WHAT NEEDS TO BE DONE: Set out every line of the listing below as a Markdown table with two columns, Row and Line. Number the rows in order and skip any blank lines.
--- START AVAILABLE DATA ---
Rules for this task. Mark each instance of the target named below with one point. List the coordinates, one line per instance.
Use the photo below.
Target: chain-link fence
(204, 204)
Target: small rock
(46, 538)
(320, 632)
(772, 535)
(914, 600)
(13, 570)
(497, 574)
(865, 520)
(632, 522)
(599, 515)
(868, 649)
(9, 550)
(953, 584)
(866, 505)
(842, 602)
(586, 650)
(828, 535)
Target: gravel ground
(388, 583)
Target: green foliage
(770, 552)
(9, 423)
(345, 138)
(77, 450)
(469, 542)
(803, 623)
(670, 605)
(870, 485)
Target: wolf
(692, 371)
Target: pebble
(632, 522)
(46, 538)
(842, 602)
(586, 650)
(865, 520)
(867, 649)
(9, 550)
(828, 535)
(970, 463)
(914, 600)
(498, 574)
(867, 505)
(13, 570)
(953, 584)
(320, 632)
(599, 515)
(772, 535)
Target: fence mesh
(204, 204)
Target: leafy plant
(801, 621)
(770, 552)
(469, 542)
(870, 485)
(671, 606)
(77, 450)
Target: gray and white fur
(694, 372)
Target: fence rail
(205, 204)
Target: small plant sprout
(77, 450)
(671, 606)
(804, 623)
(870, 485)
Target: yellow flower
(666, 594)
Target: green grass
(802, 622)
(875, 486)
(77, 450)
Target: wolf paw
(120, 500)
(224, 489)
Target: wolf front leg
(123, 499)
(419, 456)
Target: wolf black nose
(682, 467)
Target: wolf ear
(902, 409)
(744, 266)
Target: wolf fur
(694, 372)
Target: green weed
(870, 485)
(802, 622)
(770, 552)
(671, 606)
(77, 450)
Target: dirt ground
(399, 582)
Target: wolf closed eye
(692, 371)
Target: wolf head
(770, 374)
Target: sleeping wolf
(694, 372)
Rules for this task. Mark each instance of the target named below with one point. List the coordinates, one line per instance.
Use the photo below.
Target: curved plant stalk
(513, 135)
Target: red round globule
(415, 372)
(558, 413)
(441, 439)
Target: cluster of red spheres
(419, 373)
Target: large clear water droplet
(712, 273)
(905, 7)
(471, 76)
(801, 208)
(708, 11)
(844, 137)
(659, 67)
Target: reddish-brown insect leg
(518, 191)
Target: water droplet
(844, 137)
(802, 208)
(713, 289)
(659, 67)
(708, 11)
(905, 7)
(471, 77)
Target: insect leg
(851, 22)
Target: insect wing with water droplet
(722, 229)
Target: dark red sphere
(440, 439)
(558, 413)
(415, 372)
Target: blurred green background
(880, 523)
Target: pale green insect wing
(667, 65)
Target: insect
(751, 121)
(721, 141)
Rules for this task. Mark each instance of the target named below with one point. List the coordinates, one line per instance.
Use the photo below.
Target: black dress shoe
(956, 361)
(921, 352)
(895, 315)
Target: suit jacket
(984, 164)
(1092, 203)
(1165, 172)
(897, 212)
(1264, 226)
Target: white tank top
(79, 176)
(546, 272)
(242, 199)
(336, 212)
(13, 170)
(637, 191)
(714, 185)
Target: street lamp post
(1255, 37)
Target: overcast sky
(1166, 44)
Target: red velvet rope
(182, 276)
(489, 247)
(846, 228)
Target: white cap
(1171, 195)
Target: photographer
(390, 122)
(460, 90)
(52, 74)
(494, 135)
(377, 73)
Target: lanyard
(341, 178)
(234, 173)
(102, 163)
--- END AVAILABLE DATA ---
WRITTEN ANSWER:
| Row | Line |
|---|---|
| 1 | Rules for this task. Mark each instance of the target named below with one point. List the coordinates, one line per instance. |
| 2 | Use the photo below. |
| 3 | Target: chain-link fence |
| 4 | (204, 204) |
| 5 | Target: small rock |
| 6 | (46, 538) |
| 7 | (320, 632) |
| 8 | (772, 535) |
| 9 | (914, 600) |
| 10 | (13, 570) |
| 11 | (497, 574) |
| 12 | (865, 520) |
| 13 | (632, 522) |
| 14 | (599, 515) |
| 15 | (868, 649) |
| 16 | (9, 550) |
| 17 | (953, 584) |
| 18 | (866, 505) |
| 19 | (842, 602) |
| 20 | (586, 650) |
| 21 | (828, 535) |
| 22 | Target: gravel ground |
| 23 | (388, 583) |
| 24 | Target: green foliage |
| 25 | (770, 552) |
| 26 | (9, 423) |
| 27 | (345, 138) |
| 28 | (77, 450) |
| 29 | (469, 542) |
| 30 | (803, 623) |
| 31 | (670, 605) |
| 32 | (870, 485) |
| 33 | Target: wolf |
| 34 | (692, 371) |
| 35 | Target: pebble |
| 36 | (632, 522) |
| 37 | (46, 538) |
| 38 | (842, 602) |
| 39 | (586, 650) |
| 40 | (865, 520) |
| 41 | (867, 649) |
| 42 | (9, 550) |
| 43 | (828, 535) |
| 44 | (970, 463) |
| 45 | (914, 600) |
| 46 | (498, 574) |
| 47 | (867, 505) |
| 48 | (13, 570) |
| 49 | (953, 584) |
| 50 | (320, 632) |
| 51 | (599, 515) |
| 52 | (772, 535) |
| 53 | Target: fence mesh |
| 54 | (204, 204) |
| 55 | Target: leafy plant |
| 56 | (801, 621) |
| 57 | (770, 552) |
| 58 | (469, 542) |
| 59 | (870, 485) |
| 60 | (671, 606) |
| 61 | (77, 450) |
| 62 | Target: gray and white fur |
| 63 | (694, 372) |
| 64 | Target: fence rail |
| 65 | (205, 204) |
| 66 | Target: small plant sprout |
| 67 | (77, 450) |
| 68 | (671, 606) |
| 69 | (804, 623) |
| 70 | (870, 485) |
| 71 | Target: yellow flower |
| 72 | (666, 594) |
| 73 | Target: green grass |
| 74 | (802, 622) |
| 75 | (875, 486) |
| 76 | (77, 450) |
| 77 | Target: wolf paw |
| 78 | (120, 500) |
| 79 | (224, 489) |
| 80 | Target: wolf front leg |
| 81 | (123, 499) |
| 82 | (419, 456) |
| 83 | Target: wolf black nose |
| 84 | (682, 467) |
| 85 | Target: wolf ear |
| 86 | (902, 409) |
| 87 | (744, 266) |
| 88 | Target: wolf fur |
| 89 | (694, 372) |
| 90 | Target: green weed |
| 91 | (870, 485) |
| 92 | (802, 622) |
| 93 | (770, 552) |
| 94 | (671, 606) |
| 95 | (77, 450) |
| 96 | Target: dirt ground |
| 97 | (399, 582) |
| 98 | Target: wolf closed eye |
| 99 | (692, 371) |
| 100 | Target: wolf head |
| 101 | (770, 374) |
| 102 | Target: sleeping wolf |
| 103 | (694, 372) |
| 104 | Rules for this task. Mark each instance of the target named below with one point. List the coordinates, one line per instance. |
| 105 | Use the photo below. |
| 106 | Target: curved plant stalk |
| 107 | (513, 135) |
| 108 | Target: red round globule |
| 109 | (415, 372) |
| 110 | (558, 413) |
| 111 | (441, 439) |
| 112 | Target: cluster of red spheres |
| 113 | (419, 373) |
| 114 | Target: large clear water droplet |
| 115 | (712, 273) |
| 116 | (905, 7) |
| 117 | (471, 76) |
| 118 | (801, 208) |
| 119 | (708, 11) |
| 120 | (844, 137) |
| 121 | (659, 67) |
| 122 | Target: reddish-brown insect leg |
| 123 | (518, 191) |
| 124 | Target: water droplet |
| 125 | (844, 137) |
| 126 | (802, 208) |
| 127 | (713, 289) |
| 128 | (659, 67) |
| 129 | (708, 11) |
| 130 | (905, 7) |
| 131 | (471, 77) |
| 132 | Target: insect leg |
| 133 | (851, 22) |
| 134 | Target: insect wing with water droplet |
| 135 | (722, 229) |
| 136 | Target: dark red sphere |
| 137 | (440, 439) |
| 138 | (558, 413) |
| 139 | (415, 372) |
| 140 | Target: blurred green background |
| 141 | (880, 523) |
| 142 | Target: pale green insect wing |
| 143 | (667, 65) |
| 144 | Target: insect |
| 145 | (751, 121) |
| 146 | (721, 141) |
| 147 | Rules for this task. Mark each instance of the target named below with one point. List the coordinates, one line per instance. |
| 148 | Use the photo below. |
| 149 | Target: black dress shoe |
| 150 | (956, 361) |
| 151 | (921, 352) |
| 152 | (895, 315) |
| 153 | Target: suit jacket |
| 154 | (984, 164) |
| 155 | (1092, 203) |
| 156 | (1165, 172) |
| 157 | (897, 212) |
| 158 | (1264, 226) |
| 159 | Target: white tank top |
| 160 | (79, 176) |
| 161 | (546, 272) |
| 162 | (242, 199) |
| 163 | (336, 212) |
| 164 | (13, 170) |
| 165 | (637, 191) |
| 166 | (714, 185) |
| 167 | Target: street lamp post |
| 168 | (1255, 37) |
| 169 | Target: overcast sky |
| 170 | (1166, 44) |
| 171 | Target: red velvet rope |
| 172 | (182, 276) |
| 173 | (489, 247) |
| 174 | (846, 228) |
| 175 | Target: white cap |
| 176 | (1171, 195) |
| 177 | Target: photographer |
| 178 | (390, 122) |
| 179 | (460, 90) |
| 180 | (52, 74) |
| 181 | (494, 135) |
| 182 | (377, 73) |
| 183 | Target: lanyard |
| 184 | (341, 178) |
| 185 | (234, 173) |
| 186 | (102, 163) |